[Start of Input rows]
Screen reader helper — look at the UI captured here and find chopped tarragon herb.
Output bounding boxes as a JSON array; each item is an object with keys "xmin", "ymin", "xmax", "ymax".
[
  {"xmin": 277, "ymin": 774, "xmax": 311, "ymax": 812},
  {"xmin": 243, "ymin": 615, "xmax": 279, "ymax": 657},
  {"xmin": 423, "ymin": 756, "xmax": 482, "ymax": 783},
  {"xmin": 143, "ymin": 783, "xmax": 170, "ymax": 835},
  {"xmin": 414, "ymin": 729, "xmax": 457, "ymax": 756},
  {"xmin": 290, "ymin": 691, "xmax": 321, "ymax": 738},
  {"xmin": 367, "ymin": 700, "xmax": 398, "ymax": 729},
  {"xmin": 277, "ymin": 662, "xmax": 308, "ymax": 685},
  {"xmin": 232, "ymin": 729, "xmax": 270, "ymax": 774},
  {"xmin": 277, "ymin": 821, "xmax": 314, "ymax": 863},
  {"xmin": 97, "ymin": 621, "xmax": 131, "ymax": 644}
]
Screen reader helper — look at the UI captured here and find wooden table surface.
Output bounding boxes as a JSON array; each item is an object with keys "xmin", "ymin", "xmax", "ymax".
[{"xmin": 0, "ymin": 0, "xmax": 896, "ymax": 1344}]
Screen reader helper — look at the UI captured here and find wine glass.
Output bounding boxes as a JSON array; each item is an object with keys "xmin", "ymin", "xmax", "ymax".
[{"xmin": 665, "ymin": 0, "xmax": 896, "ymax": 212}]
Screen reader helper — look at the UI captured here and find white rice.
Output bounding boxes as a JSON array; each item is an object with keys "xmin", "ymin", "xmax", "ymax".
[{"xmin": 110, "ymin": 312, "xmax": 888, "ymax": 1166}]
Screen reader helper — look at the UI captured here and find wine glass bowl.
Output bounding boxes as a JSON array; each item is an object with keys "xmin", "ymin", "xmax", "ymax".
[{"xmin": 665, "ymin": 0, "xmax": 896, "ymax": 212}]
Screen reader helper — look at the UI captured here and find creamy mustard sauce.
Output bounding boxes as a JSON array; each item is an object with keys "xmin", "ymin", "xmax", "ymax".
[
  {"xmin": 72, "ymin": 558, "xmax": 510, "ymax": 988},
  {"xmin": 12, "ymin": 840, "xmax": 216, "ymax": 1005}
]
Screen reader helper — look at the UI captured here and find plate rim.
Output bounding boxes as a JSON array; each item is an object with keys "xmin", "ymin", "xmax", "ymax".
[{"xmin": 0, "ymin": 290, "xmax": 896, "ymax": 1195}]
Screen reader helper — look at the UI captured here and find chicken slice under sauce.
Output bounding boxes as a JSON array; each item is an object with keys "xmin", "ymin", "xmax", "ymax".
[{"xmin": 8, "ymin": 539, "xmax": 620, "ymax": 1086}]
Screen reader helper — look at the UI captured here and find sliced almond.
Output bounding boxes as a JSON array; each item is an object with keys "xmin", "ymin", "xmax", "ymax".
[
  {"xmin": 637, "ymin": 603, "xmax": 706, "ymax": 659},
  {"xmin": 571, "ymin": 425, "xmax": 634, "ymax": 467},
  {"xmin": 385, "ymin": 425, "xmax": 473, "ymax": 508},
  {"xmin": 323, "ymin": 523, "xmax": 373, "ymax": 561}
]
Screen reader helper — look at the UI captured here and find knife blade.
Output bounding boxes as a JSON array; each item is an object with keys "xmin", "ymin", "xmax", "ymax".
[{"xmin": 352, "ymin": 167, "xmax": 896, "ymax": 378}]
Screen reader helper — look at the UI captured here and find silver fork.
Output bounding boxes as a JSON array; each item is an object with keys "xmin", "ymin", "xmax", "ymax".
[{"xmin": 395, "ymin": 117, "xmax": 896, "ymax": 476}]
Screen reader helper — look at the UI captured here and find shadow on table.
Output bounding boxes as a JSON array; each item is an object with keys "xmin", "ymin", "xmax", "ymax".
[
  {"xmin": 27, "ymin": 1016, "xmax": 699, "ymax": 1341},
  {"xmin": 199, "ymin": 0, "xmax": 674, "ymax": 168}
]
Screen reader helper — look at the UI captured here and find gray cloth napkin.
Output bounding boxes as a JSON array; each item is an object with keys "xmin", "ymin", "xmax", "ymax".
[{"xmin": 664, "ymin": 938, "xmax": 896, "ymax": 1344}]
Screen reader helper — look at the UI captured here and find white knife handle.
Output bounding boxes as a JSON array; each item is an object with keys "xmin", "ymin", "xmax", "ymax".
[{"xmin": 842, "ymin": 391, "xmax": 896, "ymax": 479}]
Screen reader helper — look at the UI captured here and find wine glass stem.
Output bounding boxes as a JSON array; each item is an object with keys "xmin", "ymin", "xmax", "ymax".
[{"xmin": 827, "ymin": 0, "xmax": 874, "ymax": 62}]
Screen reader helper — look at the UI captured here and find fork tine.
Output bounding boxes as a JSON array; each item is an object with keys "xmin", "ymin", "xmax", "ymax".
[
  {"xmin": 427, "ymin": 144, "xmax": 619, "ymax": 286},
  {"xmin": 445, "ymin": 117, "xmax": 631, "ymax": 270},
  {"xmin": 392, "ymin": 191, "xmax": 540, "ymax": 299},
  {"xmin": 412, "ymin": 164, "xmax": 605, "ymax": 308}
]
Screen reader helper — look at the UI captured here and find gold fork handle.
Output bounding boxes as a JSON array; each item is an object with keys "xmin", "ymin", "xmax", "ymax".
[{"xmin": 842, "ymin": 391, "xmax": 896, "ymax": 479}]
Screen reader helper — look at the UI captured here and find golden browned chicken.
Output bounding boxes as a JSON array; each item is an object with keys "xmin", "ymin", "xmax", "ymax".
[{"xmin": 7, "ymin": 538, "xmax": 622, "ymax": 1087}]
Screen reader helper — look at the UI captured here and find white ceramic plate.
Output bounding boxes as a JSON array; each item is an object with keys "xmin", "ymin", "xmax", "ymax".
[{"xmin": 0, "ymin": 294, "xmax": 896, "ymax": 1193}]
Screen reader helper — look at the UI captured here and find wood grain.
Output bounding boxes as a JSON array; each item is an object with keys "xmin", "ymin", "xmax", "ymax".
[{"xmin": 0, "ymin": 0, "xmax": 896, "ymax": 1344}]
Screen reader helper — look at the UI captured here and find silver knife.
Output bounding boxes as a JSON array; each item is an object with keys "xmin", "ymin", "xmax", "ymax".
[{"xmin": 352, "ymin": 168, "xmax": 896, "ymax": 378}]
[End of Input rows]
[Start of Input rows]
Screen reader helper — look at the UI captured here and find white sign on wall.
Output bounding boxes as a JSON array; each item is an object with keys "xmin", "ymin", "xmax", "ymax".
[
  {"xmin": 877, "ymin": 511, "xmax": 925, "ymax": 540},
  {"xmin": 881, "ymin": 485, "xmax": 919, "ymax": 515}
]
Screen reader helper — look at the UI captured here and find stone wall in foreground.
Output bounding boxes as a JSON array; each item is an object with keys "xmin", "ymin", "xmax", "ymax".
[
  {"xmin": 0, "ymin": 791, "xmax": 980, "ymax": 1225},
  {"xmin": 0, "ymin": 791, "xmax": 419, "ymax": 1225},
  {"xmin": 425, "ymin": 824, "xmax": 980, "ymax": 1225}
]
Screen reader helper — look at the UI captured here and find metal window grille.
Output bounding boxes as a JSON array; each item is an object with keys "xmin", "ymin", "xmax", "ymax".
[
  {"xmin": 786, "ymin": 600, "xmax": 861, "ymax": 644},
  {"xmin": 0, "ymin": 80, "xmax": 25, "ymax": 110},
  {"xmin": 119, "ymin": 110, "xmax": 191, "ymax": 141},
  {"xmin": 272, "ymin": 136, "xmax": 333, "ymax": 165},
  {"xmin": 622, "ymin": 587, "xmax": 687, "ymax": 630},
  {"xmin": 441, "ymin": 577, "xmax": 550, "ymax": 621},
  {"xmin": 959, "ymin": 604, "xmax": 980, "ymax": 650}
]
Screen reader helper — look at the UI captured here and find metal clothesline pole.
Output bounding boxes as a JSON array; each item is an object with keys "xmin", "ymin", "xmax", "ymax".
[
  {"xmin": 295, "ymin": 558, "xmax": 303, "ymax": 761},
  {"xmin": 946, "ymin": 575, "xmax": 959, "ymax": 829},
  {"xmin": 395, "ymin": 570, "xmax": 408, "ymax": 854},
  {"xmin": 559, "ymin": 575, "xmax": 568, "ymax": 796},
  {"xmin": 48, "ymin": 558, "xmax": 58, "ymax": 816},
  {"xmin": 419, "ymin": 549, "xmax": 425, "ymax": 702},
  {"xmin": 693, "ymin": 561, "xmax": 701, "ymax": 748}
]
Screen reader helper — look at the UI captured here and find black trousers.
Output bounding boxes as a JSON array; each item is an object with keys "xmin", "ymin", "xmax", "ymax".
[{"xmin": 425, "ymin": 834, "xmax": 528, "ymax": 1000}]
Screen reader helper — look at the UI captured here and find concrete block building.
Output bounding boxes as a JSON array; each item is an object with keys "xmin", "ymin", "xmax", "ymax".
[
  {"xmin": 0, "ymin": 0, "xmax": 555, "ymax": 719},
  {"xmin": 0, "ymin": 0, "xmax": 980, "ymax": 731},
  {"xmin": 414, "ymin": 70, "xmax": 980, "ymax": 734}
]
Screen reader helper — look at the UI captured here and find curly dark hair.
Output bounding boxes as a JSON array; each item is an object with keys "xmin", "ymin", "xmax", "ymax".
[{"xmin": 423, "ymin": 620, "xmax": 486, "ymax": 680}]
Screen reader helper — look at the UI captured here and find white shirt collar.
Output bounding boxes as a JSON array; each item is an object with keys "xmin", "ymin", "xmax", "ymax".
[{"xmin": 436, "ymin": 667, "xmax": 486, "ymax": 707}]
[End of Input rows]
What is needed →
Pull out every line of the material that contains the word "white" and copy each one in full.

Result of this exercise →
Screen reader helper — look at the UI captured here and find white rice.
Screen reader helper — look at the UI captured here and find white knife handle.
Screen reader helper — look at the UI captured here and find white ceramic plate.
Screen reader helper — look at the UI captured here and find white sign on wall.
Screen reader helper — look at the UI captured here and find white shirt collar.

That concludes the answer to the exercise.